Work request: Summarize the news story about the Long Island ambulance crash in two sentences.

Family and friends remember transplant recipient and driver killed in LI ambulance crash

Stacey Sager Image
Thursday, April 21, 2016
Friends, family mourn ambulance crash victims
Stacey Sager talked with friends and family of the victims in Wednesday's ambulance crash on the Southern State Parkway.

WEST HEMPSTEAD, Long Island (WABC) -- Family and friends are mourning a transplant recipient and driver killed when their ambulance crashed on the Southern State Parkway.

"He was a great guy, great brother, great role model, great father," said the patient's sister, Holly Lignowski.

And James Larson was finally recovering from an awful ordeal. The 36-year-old, from Elmont, had struggled through two heart transplants and a kidney transplant.

The easy part was a routine ambulance transport Wednesday because Larson was leaving the hospital for the first time in 15 months, headed to a rehab center in Uniondale to finish his recovery.

"He was great. He was off the oxygen, he was eating solids, eating again and he was ready to go home," said Lignowski.

The ambulance inexplicably slammed into a stone overpass on the eastbound side of the Southern State Parkway in Lakeview. Police say there appears to be no criminality.

But an autopsy is being done on the ambulance driver, who was also killed, 55-year-old Larry Fuller of Queens.

In Jamaica Thursday, there was shock and grief.

"He was a hard working person. If I need him he would come in, he would come in a minute, no hesitation," said a friend of the driver, Annette Waring.

An EMT who was in the back of the ambulance, 47-year-old Renato Endrada, survived the crash but suffered a broken leg and concussion.

And while no one may ever know what caused it, what's very clear is nothing can change the outcome for these two men, their family and friends.

"He was a nice guy, a nice friend, he used to stay with me and we became close as cousins, everybody in here thinks we were cousins. He would give you the shirt off his back," said Waring.

Fuller had a 20-year-old daughter. Larson was engaged to be married and had a young stepdaughter.

Police said there were no other vehicles involved and that was no indication that the ambulance had been cut off -- and no obvious skid marks.

The front of the ambulance was significantly smashed.

(Referring expression grounding data)
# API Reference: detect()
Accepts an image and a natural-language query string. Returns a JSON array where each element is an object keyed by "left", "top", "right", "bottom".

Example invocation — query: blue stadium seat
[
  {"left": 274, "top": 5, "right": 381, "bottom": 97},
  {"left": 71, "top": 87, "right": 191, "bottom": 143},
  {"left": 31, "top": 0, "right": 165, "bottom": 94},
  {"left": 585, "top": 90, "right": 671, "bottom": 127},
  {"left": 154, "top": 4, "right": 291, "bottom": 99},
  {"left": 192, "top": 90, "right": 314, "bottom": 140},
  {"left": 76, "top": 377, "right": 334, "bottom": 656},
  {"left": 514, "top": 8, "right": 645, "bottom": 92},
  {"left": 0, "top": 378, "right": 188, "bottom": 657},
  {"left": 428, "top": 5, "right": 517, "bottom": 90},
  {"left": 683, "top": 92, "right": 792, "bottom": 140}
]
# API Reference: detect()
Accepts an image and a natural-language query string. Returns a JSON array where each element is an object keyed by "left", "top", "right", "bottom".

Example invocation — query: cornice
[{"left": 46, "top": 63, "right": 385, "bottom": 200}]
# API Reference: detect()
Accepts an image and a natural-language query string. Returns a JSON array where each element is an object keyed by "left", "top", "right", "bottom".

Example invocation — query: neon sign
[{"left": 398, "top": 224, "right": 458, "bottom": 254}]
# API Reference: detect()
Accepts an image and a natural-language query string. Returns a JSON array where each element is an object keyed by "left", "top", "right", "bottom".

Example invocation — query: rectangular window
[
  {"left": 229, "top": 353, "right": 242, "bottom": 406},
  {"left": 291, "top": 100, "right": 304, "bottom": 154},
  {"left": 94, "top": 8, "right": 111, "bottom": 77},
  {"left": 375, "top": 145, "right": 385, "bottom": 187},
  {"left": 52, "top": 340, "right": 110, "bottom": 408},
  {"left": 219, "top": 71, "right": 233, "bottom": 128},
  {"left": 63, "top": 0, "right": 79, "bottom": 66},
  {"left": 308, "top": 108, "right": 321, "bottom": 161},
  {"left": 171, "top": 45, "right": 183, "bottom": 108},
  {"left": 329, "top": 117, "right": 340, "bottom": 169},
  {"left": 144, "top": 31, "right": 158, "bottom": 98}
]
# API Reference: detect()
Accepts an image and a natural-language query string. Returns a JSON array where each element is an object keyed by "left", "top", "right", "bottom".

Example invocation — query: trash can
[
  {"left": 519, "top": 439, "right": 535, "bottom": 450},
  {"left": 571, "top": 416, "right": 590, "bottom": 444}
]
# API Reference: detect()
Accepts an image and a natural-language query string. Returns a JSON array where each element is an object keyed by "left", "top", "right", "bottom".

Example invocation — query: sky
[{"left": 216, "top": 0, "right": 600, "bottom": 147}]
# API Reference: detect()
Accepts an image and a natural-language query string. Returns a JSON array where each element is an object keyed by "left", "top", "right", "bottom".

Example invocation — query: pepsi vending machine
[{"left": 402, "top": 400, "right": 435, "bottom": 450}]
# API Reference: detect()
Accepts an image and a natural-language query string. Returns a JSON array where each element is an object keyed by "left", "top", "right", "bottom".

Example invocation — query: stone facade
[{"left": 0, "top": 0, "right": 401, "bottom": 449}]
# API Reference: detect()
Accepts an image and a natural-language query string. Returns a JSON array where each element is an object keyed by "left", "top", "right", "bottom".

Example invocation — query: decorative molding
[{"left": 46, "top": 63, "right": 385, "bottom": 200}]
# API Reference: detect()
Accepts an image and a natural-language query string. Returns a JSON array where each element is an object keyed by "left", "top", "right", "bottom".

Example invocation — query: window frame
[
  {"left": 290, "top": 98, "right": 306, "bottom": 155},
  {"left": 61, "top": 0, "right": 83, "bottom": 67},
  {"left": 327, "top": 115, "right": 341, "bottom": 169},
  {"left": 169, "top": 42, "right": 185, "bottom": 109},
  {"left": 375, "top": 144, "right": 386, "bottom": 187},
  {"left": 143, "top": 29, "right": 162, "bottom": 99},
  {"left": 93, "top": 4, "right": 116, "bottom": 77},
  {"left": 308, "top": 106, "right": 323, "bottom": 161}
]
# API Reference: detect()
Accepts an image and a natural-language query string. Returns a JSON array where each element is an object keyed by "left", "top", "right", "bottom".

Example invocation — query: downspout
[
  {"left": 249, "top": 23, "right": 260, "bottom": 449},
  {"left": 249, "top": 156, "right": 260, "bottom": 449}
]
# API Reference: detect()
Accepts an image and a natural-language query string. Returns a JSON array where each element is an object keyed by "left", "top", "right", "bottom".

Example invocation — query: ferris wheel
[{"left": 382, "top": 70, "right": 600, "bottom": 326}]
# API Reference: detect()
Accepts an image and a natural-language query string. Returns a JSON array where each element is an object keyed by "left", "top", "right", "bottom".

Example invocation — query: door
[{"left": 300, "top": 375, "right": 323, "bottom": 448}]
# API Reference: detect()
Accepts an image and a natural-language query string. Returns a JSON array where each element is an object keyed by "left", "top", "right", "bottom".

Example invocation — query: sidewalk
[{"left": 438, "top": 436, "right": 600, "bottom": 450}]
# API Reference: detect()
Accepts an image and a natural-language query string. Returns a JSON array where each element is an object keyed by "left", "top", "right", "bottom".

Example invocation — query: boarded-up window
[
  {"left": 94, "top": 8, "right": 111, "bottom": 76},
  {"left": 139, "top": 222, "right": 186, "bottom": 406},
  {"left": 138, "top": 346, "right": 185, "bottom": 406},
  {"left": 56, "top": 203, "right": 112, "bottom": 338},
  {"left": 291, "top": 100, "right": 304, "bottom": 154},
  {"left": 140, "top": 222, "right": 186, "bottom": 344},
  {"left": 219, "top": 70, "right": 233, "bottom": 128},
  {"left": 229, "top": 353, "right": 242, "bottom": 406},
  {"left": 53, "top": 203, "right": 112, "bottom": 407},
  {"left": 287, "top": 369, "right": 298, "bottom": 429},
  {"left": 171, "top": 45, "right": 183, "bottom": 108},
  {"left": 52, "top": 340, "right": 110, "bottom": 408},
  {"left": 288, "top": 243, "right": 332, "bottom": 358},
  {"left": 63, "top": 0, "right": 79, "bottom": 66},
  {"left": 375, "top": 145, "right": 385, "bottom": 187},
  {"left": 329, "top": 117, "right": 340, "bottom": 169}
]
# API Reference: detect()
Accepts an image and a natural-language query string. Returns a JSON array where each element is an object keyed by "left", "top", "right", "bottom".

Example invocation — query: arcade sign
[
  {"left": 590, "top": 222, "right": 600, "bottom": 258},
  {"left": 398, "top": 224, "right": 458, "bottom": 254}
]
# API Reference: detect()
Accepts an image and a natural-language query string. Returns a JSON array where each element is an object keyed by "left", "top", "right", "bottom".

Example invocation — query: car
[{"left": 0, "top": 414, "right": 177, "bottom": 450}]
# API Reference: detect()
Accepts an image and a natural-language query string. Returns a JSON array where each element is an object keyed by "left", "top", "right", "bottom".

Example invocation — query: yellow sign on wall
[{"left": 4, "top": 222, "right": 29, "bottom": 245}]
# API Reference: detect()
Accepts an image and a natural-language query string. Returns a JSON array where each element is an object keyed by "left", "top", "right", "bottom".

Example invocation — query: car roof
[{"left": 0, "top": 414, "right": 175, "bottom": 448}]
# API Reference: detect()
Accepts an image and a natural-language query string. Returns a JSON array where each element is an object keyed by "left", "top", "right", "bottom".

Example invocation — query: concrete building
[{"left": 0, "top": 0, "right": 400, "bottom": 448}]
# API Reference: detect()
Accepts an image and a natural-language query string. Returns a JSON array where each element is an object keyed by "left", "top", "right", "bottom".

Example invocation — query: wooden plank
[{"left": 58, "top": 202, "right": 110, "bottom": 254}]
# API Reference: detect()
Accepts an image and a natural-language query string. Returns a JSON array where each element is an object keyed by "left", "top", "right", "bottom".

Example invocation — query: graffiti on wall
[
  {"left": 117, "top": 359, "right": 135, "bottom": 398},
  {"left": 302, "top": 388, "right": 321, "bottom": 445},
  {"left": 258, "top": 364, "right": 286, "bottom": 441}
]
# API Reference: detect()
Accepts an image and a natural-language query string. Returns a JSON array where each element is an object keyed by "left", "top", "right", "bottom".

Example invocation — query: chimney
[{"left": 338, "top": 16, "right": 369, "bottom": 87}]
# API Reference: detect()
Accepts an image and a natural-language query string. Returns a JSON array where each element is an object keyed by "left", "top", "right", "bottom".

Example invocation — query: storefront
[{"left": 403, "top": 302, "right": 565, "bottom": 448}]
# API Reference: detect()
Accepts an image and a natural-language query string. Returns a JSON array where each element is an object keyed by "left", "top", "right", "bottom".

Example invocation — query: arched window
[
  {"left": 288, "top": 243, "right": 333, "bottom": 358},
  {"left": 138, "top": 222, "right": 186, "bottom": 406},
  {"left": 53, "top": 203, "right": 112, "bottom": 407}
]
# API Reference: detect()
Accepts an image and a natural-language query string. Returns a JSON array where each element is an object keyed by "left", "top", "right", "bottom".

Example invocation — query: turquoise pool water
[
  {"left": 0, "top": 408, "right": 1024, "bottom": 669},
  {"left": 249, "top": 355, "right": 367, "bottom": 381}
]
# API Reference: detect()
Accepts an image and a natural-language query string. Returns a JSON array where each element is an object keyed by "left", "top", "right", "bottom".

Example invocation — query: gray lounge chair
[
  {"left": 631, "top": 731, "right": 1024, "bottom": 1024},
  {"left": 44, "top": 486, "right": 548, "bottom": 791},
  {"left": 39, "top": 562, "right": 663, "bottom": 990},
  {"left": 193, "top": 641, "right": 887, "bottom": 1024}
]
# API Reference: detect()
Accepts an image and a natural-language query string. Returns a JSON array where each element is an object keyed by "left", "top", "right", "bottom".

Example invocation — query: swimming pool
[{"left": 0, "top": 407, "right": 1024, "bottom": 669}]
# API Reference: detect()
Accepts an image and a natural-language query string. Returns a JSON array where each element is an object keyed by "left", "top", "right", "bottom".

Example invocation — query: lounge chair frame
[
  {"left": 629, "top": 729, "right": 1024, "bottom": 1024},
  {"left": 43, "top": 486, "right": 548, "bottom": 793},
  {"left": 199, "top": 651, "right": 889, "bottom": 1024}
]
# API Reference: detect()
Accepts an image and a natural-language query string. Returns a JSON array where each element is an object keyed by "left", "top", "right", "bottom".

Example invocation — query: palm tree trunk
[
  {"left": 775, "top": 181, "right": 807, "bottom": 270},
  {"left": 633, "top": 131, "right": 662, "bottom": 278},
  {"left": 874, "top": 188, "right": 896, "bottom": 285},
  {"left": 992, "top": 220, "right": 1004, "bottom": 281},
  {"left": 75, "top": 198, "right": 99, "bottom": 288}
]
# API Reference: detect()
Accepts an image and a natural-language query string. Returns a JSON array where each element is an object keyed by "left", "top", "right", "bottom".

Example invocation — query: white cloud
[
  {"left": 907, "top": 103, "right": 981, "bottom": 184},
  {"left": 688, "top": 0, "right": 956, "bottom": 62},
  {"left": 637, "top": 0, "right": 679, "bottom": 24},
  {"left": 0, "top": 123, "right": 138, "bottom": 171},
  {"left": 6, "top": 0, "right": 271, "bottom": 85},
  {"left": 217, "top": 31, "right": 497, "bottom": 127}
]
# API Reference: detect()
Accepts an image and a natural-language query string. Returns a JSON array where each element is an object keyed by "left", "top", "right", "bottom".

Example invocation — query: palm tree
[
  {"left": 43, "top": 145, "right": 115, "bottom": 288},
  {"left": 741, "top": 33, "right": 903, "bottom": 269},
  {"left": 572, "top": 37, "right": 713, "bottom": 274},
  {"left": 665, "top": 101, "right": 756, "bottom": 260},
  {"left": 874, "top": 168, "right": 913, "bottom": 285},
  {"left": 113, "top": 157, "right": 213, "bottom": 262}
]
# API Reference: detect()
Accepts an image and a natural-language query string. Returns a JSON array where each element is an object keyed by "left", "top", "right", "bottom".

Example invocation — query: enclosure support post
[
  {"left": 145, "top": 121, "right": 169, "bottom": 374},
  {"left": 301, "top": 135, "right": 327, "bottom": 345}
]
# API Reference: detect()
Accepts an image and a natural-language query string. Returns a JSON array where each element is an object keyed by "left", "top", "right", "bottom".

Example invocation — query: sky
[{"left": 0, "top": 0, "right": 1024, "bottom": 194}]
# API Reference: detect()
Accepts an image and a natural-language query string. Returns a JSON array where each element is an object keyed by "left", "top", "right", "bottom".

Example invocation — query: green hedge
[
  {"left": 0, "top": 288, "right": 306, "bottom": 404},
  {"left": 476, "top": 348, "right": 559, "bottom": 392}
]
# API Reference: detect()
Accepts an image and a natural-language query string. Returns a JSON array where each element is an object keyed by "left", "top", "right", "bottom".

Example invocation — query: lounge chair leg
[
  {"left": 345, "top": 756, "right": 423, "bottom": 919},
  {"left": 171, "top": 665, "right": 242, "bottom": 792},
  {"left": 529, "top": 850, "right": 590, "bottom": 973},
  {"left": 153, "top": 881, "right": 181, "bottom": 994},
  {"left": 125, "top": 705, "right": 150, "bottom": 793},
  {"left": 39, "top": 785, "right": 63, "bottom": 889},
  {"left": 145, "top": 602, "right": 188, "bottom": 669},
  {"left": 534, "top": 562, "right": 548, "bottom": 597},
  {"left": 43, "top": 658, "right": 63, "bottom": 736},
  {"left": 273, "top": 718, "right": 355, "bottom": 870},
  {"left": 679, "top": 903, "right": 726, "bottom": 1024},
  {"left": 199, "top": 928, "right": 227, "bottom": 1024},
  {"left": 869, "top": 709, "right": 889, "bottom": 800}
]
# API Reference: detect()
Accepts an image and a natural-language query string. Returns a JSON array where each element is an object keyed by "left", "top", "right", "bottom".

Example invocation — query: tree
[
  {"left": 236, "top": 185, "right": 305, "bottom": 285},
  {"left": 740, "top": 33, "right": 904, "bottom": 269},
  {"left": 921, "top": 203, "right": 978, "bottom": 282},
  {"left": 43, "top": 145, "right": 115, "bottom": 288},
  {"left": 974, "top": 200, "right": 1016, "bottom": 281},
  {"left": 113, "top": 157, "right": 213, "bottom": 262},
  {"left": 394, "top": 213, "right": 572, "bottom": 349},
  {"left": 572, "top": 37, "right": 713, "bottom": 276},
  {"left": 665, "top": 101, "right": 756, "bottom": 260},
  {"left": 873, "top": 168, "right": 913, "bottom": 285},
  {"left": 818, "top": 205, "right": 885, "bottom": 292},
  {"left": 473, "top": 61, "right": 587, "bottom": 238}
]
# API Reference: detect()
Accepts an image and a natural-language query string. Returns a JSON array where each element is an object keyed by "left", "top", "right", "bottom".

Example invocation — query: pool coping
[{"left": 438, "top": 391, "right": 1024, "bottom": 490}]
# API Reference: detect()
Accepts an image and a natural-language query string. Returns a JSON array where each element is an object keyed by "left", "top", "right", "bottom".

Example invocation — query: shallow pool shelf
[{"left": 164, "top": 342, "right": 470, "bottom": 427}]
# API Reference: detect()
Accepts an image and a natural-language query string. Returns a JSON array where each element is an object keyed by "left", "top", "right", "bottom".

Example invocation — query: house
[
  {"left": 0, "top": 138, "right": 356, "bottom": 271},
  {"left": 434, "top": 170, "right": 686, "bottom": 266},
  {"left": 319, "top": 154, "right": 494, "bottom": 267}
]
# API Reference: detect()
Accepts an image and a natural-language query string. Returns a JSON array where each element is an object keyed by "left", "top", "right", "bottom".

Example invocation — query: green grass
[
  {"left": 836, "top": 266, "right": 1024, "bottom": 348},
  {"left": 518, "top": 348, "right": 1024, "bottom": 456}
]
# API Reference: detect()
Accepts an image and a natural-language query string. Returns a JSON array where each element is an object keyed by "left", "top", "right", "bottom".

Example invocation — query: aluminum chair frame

Exercise result: James Larson, a 36-year-old from Elmont who had been through two heart transplants and a kidney transplant, was killed along with the driver, 55-year-old Larry Fuller of Queens, when the ambulance taking him to a rehab center in Uniondale slammed into a stone overpass on the Southern State Parkway. Police say there appears to be no criminality and no other vehicles were involved, an autopsy is being done on Fuller, an EMT in the back survived with a broken leg and concussion, and family and friends are mourning both men.